### SELECTED EXCERPT

# # # # #

The kids and I got into the cookie-making spirit this year. I started right after Thanksgiving, making up the basic dough for our sugar cookies and Linzer squares. It’s the best dang sugar cookie dough I know. It’s made with almond paste. And to me, it just tastes like Christmas.
Since I love all my readers, I will share with you this dough recipe. It comes from my mom – Margot Babler – from a November 1980 Family Circle magazine article. And it’s been made yearly in the Babler/Dotzour households for the last 30 years.
Basic Sugar Cookie Dough
Ingredients
1 lb butter softened (4 sticks)
2 cup sugar
2 cans almond paste (8 oz each)
4 eggs
1 1/2 tsp vanilla
6 1/2-ish cup flour (sifted)
1 1/4 tsp salt
Directions
Beat the butter and sugar. Crumble in almond paste. Beat until very smooth. Add the eggs and vanilla. Mix in the flour and salt. Break into four balls. Cover in plastic wrap and refrigerate or freeze.

# # # # #

### GIVEN MATERIAL
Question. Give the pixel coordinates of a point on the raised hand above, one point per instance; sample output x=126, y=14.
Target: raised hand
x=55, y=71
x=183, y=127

# # # # #

### WHAT YOU WILL DO
**1)** According to the sugar cookie post, which magazine was the dough recipe originally published in?
**2)** List every ingredient named in the sugar cookie post's recipe, with its quantity.
**3)** Pick up the sugar cookie post where it leaves off and keep writing in the same voice.

### ANSWERS TO THE TASKS
**1)** Family Circle, in a November 1980 article.

**2)**
- 1 lb butter, softened (4 sticks)
- 2 cups sugar
- 2 cans almond paste (8 oz each)
- 4 eggs
- 1 1/2 tsp vanilla
- About 6 1/2 cups flour, sifted
- 1 1/4 tsp salt

**3)**
For cut out cookies: Refrigerate dough for at least one hour. Roll out, cut out, chilling intermittently if necessary. Two balls of dough make enough cut-outs for our family.
Bake for 10-12 minutes at 375 degrees (air bake cookie sheets work great). I look for one tip of a cookie on a corner of the sheet to get the tiniest bit golden before pulling them out. Cool (or freeze). Frost with a mix of whipping cream and powdered sugar with a dab of vanilla.
For Linzer Squares: Use a jelly roll pan. Grease the pan, put down wax paper, grease the wax paper. Take one ball of the dough and press into the pan. Spread about one cup of raspberry jam (with seeds) over the dough. Take another 1/4 of the dough and roll out. Make strips with a pastry wheel. Lay the strips down to create a lattice weave pattern (but you don’t actually have to weave them!). Bake at 375 for 12-15 minutes. Makes a great holiday treat for teachers!
I spread out my cookie-making by making the dough early and freezing it, then cutting out the cookies and freezing those, and then frosting the cookies a few weeks later.
We were happy to have one of Andrew’s best buddies from school join us.
Happy decorators!
Oops! I just noticed that last year I did a similar post about this recipe. I had pictures of the Linzer squares on that one. Oh well. The holidays come every year:)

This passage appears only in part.